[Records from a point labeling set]

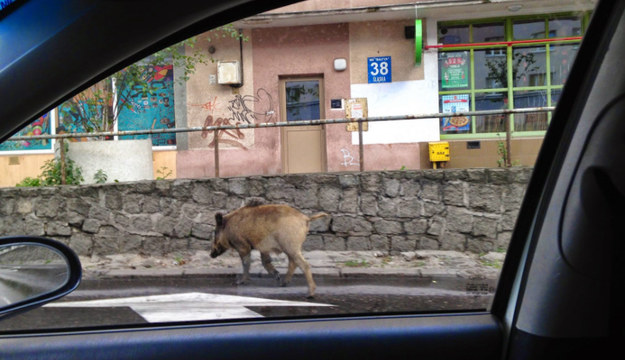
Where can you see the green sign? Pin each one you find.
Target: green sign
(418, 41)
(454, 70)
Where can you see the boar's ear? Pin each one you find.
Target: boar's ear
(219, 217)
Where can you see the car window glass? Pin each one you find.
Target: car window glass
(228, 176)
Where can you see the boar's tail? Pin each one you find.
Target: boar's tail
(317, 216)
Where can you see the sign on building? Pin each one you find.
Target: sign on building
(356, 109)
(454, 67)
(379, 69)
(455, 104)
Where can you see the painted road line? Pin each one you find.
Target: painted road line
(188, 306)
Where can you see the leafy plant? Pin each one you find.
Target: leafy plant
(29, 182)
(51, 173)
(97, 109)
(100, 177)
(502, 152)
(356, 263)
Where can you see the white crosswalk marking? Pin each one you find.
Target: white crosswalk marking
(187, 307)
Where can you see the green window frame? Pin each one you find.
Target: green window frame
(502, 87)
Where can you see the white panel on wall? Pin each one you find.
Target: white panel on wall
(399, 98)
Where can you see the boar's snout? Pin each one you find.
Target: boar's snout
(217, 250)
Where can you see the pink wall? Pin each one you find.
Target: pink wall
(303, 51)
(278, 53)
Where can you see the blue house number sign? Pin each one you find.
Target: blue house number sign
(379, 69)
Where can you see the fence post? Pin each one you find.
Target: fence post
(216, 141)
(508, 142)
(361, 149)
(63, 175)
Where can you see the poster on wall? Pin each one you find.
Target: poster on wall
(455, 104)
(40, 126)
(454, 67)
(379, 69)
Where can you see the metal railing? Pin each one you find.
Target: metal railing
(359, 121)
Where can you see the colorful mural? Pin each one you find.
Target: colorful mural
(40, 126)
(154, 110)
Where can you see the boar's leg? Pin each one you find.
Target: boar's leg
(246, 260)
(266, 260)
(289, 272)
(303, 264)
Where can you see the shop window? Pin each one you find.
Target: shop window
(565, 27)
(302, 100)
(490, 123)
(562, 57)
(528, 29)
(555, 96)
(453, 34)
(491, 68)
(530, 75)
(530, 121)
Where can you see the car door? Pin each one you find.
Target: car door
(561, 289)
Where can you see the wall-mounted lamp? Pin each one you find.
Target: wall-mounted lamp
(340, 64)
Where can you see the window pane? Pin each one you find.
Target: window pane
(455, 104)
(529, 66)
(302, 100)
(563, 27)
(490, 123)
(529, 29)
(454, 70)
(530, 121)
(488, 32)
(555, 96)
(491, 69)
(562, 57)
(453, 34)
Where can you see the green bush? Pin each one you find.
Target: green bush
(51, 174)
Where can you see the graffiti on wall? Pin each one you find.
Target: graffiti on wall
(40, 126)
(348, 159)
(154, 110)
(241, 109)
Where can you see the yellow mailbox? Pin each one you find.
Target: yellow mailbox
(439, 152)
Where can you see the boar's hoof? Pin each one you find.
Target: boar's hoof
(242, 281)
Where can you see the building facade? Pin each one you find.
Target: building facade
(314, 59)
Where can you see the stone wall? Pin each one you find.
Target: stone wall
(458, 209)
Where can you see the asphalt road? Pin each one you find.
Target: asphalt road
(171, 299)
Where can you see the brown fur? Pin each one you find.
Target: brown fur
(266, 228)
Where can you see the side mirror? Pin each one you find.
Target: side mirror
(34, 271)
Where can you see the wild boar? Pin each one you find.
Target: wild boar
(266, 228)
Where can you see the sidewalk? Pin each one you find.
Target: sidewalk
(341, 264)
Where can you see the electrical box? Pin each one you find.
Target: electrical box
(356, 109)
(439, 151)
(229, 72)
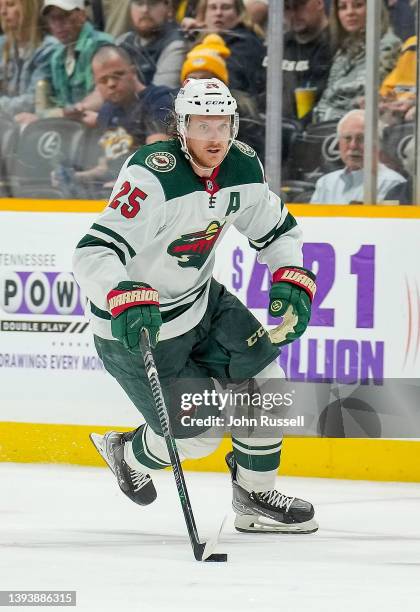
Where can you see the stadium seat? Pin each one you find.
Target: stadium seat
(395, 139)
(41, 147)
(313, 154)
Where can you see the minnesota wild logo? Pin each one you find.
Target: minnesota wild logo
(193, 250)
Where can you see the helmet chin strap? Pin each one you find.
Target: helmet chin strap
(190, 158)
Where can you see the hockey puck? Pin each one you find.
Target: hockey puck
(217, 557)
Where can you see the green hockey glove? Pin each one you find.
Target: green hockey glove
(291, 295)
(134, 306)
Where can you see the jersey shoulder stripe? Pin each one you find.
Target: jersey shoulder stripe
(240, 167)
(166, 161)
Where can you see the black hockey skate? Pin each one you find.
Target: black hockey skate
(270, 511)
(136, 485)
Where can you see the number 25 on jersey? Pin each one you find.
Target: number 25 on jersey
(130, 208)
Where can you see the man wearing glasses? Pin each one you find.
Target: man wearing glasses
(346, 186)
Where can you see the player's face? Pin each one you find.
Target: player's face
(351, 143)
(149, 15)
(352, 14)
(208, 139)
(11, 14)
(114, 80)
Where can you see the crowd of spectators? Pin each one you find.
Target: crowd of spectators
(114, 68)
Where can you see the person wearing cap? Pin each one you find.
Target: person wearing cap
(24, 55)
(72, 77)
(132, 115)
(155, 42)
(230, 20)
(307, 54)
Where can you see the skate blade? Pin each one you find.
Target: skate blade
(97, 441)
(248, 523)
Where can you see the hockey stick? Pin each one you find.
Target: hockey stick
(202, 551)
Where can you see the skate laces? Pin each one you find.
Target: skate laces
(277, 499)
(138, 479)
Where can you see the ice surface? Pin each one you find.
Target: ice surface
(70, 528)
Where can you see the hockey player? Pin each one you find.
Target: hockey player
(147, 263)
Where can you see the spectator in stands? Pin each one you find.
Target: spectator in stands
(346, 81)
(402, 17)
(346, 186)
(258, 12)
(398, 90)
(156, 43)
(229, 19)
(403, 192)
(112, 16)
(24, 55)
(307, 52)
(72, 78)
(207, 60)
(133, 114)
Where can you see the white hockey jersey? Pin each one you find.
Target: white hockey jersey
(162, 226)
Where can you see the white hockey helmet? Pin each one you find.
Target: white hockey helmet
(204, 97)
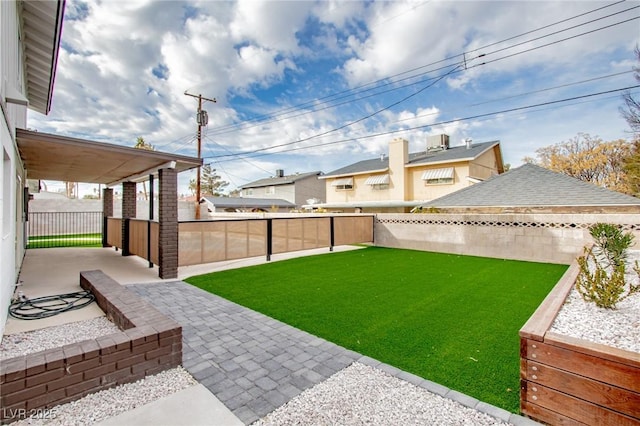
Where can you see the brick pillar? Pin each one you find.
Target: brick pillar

GIVEN TASK:
Skip the pictures and write out exactly the lines from the line containing "Where can you see the hockey stick?" through the end of the listing above.

THE RESULT:
Where can you see the hockey stick? Pin each one you find.
Target: hockey stick
(202, 551)
Where can you see the skate laces? Pin each one you find.
Target: skate laces
(277, 499)
(138, 479)
Where can you see the ice surface? Pin each one you find.
Target: ice surface
(70, 528)
Where can you see the hockey player? Pin each one you find.
Target: hockey player
(147, 263)
Where can you see the spectator in stands? Pin each one you find.
Target: spectator in stands
(346, 81)
(402, 17)
(346, 186)
(258, 12)
(398, 90)
(156, 43)
(229, 19)
(403, 192)
(112, 16)
(24, 55)
(307, 52)
(72, 78)
(207, 60)
(133, 114)
Where can you see the white hockey jersey? Pin each one you find.
Target: white hockey jersey
(162, 226)
Where can you see the white hockey helmet? Pin each one you find.
Target: white hockey helmet
(204, 97)
Where can you see the brick pillar? Pin each one you find.
Target: brick pillar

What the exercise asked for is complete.